=== Source ===

Author Topic: CPU still running after MPI job exited  (Read 2461 times)

0 Members and 1 Guest are viewing this topic.

Offline Qiang Fu

  • Regular QuantumATK user
  • **
  • Posts: 7
  • Reputation: 0
    • View Profile
CPU still running after MPI job exited
« on: September 4, 2014, 17:18 »
Dear Experts,

Recently we encounter a problem when performing parallel ATK calculations. When the job does not finish successfully (be killed or exit due to time limit), it may leave all processes still running, and cause CPU overloading for the next job, no matter if it is an ATK job.

Could you please give us some advice to fix the problem? Thank you very much!
(Please find a job info in the attachment. A ATK job was killed due to convergence issue and then a VASP job started)

Best regards,
Qiang Fu

Offline Anders Blom

  • QuantumATK Staff
  • Supreme QuantumATK Wizard
  • *****
  • Posts: 5538
  • Country: dk
  • Reputation: 90
    • View Profile
    • QuantumATK at Synopsys
Re: CPU still running after MPI job exited
« Reply #1 on: September 4, 2014, 23:36 »

=== Data segment ===

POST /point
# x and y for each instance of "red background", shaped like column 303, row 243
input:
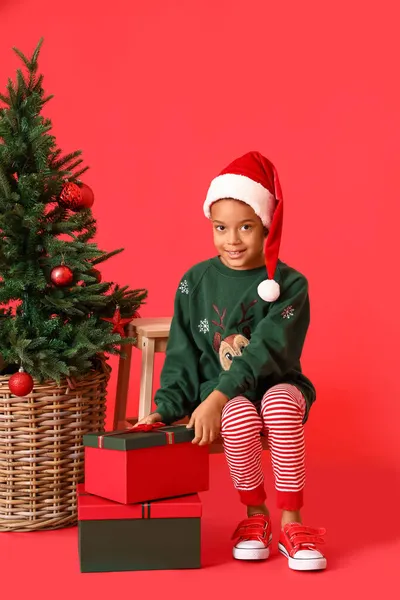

===

◆ Jobs:
1) In the forum thread about CPU processes still running after an MPI job exited, list every labeled field and its value in Anders Blom's profile details.
2) Pick up the forum thread about CPU processes still running after an MPI job exited at the point where it stops.
The lines have no use here.

◆ Task-by-task results:
1)
Posts: 5538
Country: dk
Reputation: 90

2)
This is quite common. If the job is killed by time limit, the kill signal reaches (I think) the master process first (or only) and it is terminated immediately. Therefore it has no real chance to send a signal to the children to die also, and therefore there is not so much ATK can do about these hanging processes. I don't know if other codes have a better way to terminate children in this situation, but for now with ATK it is the user's responsibility to clean up in case the master process is killed.

Also, don't run version 13.8.0 - at least upgrade to 13.8.2 which has some bug fixes for ATK 13.8, but better yet, get ATK 2014.0 which will be available tomorrow :)